Set problem> Rewrite the stretch from the line that contains "Identify the blue sky." through the end of the entries, putting "person walking" in place of "pedestrian" and leaving everything else unchanged. Leave the pictures out of your answer.

*** Available records ***

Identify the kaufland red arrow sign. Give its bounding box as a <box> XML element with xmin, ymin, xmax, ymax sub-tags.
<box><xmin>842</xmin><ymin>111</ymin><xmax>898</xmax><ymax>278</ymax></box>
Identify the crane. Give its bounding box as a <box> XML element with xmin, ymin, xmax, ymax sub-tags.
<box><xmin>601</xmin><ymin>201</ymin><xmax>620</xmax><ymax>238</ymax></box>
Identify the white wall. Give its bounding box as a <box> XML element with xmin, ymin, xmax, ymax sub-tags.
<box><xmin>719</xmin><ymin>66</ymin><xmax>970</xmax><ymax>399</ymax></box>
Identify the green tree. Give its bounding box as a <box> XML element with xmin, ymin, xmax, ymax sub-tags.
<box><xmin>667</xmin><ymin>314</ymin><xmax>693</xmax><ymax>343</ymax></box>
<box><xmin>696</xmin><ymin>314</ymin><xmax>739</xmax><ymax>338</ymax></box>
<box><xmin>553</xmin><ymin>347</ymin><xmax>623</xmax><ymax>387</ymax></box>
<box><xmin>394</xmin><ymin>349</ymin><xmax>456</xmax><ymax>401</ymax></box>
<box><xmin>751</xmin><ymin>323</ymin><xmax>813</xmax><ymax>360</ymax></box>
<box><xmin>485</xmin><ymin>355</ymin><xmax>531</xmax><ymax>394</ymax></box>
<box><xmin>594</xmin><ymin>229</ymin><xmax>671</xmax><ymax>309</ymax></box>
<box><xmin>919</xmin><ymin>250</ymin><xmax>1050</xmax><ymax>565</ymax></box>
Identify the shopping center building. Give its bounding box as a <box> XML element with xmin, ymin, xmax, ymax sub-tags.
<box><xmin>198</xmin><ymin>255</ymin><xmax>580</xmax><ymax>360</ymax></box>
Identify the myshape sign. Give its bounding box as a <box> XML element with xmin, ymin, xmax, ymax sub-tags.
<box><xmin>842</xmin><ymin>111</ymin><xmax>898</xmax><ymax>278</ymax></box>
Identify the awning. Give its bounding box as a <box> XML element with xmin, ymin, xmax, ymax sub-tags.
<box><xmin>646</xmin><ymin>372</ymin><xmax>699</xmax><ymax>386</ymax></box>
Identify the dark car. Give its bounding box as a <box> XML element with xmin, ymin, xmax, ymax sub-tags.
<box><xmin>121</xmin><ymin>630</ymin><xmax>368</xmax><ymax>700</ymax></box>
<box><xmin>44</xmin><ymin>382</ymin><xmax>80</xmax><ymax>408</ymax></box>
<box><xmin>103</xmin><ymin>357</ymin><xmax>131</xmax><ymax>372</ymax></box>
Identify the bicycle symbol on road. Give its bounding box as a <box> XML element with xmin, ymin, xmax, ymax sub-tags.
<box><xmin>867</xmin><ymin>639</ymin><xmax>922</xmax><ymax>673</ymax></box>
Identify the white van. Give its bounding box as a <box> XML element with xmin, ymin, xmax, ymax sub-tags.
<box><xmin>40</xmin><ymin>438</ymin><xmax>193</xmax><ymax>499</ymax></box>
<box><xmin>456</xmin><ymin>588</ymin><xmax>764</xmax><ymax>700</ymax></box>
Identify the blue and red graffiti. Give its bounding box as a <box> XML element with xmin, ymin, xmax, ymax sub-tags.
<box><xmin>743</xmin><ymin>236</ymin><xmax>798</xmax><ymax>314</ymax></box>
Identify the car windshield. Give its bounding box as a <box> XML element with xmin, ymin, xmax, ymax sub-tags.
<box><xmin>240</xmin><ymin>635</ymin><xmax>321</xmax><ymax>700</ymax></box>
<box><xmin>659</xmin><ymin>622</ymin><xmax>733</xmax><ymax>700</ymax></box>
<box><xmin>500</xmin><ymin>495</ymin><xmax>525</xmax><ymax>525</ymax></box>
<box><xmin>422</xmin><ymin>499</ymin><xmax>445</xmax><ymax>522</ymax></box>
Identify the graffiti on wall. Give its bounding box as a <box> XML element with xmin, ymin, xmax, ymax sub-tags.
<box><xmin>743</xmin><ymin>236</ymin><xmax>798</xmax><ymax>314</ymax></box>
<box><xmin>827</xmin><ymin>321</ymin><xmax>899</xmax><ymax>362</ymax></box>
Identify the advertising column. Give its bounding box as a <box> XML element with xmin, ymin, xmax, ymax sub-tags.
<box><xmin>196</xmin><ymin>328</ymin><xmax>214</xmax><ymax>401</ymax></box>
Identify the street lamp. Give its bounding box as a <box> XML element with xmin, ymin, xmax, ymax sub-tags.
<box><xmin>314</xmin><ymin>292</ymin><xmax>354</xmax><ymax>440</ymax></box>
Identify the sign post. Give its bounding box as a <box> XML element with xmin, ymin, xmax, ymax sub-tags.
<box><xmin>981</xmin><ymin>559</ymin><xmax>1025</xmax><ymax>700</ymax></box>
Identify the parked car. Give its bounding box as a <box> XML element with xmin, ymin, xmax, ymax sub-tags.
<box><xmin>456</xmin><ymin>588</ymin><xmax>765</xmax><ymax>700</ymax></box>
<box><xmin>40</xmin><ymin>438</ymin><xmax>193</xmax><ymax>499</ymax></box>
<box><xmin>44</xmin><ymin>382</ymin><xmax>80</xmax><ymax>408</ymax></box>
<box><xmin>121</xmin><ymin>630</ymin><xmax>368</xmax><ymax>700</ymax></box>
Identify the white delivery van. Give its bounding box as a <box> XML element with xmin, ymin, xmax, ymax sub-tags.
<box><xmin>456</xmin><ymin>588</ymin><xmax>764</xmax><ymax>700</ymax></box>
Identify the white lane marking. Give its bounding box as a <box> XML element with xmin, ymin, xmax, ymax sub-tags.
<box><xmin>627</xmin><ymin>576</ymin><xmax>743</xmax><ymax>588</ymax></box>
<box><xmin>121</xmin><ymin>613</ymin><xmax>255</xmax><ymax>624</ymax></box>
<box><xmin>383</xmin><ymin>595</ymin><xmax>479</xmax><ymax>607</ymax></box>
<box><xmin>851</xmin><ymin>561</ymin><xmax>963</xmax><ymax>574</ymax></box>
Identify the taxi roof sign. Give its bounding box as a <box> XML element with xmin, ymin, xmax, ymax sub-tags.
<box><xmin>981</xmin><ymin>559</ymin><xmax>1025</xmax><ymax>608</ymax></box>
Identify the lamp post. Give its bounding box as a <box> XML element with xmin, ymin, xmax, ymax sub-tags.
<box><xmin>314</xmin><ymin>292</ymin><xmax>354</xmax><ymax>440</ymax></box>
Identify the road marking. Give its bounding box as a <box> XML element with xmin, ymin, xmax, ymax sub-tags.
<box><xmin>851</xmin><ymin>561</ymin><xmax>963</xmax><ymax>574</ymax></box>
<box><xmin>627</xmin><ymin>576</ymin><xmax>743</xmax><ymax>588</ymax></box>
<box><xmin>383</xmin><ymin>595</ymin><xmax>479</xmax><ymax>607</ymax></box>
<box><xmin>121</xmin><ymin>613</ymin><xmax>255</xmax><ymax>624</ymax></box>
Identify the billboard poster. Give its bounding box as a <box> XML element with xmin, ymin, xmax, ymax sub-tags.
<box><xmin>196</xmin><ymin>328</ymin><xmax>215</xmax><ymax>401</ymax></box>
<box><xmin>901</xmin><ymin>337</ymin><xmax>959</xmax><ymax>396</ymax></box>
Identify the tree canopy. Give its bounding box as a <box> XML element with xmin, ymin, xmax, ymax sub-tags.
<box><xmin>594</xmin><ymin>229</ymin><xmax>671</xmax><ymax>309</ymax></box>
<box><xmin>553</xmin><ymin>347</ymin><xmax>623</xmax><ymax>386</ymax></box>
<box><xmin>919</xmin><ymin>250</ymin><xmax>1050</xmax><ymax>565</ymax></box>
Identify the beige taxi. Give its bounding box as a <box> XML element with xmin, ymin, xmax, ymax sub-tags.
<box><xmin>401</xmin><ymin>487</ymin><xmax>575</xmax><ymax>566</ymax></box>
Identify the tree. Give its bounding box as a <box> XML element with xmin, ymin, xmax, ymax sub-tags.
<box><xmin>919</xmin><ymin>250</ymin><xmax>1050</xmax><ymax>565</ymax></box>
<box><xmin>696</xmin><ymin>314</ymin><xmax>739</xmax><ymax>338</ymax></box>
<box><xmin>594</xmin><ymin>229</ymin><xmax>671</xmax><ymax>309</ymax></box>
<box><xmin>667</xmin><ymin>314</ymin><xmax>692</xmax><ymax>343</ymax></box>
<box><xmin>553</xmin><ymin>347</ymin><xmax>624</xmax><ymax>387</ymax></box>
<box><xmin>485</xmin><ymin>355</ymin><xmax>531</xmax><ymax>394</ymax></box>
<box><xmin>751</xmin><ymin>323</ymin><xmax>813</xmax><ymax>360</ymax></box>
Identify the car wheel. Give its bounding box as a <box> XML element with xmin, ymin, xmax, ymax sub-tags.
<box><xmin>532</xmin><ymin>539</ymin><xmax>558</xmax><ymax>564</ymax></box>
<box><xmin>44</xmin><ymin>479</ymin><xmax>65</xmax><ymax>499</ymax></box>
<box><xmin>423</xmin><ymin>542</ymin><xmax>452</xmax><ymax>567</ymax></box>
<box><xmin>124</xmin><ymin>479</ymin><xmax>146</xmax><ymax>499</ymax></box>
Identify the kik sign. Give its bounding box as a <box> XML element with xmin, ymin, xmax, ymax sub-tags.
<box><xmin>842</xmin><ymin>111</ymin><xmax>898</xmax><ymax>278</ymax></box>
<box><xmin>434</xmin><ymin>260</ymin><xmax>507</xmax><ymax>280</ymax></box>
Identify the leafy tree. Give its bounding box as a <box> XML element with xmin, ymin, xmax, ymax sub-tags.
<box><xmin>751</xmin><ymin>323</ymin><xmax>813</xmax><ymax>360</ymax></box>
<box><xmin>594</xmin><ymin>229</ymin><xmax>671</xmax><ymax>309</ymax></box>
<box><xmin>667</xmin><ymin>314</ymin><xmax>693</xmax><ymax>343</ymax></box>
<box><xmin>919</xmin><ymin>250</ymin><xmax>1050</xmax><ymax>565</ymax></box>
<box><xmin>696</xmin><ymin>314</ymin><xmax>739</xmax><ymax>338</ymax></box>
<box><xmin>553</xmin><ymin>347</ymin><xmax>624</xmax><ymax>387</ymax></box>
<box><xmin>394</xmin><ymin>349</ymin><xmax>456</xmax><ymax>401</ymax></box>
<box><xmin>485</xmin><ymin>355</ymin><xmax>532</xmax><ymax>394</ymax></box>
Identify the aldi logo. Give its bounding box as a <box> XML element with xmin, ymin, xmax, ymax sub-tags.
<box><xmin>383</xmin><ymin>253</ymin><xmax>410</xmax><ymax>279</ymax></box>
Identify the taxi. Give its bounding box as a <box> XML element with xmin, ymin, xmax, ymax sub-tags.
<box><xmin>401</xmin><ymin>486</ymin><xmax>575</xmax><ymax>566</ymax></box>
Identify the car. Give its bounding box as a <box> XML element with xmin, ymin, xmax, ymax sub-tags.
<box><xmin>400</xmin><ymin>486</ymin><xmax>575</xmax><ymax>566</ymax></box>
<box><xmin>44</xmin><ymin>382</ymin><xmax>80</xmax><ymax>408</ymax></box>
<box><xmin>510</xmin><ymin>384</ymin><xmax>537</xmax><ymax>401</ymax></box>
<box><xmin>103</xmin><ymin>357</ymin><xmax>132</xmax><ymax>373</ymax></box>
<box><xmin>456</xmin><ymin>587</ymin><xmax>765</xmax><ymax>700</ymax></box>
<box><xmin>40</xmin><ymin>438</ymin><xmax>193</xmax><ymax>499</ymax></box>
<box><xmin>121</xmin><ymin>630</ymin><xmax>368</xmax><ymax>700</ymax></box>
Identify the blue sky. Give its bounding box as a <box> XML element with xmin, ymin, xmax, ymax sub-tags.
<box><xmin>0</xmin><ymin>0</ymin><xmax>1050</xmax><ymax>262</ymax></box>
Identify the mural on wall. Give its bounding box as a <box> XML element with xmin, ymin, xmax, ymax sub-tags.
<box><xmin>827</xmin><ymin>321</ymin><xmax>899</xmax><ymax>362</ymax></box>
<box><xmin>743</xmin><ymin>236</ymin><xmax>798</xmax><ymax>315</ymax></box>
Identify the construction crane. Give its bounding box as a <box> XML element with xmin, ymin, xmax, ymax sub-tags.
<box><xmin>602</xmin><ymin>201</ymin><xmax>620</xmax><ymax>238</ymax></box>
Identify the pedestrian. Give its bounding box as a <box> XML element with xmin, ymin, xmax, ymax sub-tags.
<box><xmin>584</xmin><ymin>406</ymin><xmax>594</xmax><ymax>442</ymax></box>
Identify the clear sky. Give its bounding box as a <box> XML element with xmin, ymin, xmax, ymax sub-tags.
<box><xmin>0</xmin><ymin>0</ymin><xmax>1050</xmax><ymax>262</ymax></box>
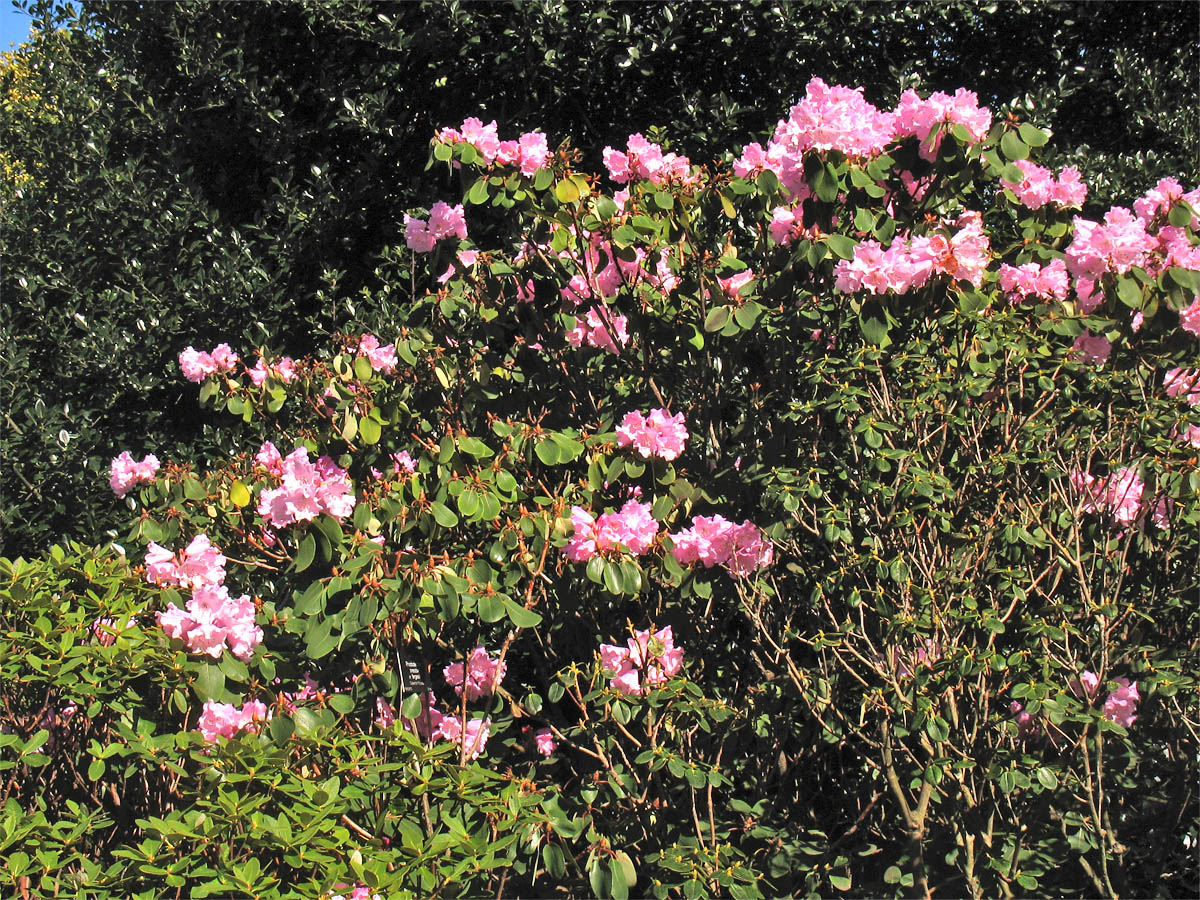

***

Completed exercise>
Identify the blue sky. Give its bounding box as a <box> XML element with xmin, ymin, xmax, ymax sub-tags.
<box><xmin>0</xmin><ymin>0</ymin><xmax>1050</xmax><ymax>262</ymax></box>
Identify the mural on wall. Give its bounding box as a <box> XML element with xmin, ymin, xmax, ymax sub-tags.
<box><xmin>827</xmin><ymin>321</ymin><xmax>899</xmax><ymax>362</ymax></box>
<box><xmin>743</xmin><ymin>236</ymin><xmax>798</xmax><ymax>315</ymax></box>
Identify the construction crane. Give its bounding box as a <box> XML element with xmin, ymin, xmax, ymax sub-tags.
<box><xmin>602</xmin><ymin>201</ymin><xmax>620</xmax><ymax>238</ymax></box>
Identify the person walking. Give its bounding box as a <box> XML element with xmin, ymin, xmax, ymax sub-tags.
<box><xmin>584</xmin><ymin>406</ymin><xmax>594</xmax><ymax>442</ymax></box>
Identify the clear sky. Give its bounding box as a <box> XML element with xmin, ymin, xmax, ymax sub-tags.
<box><xmin>0</xmin><ymin>0</ymin><xmax>1050</xmax><ymax>262</ymax></box>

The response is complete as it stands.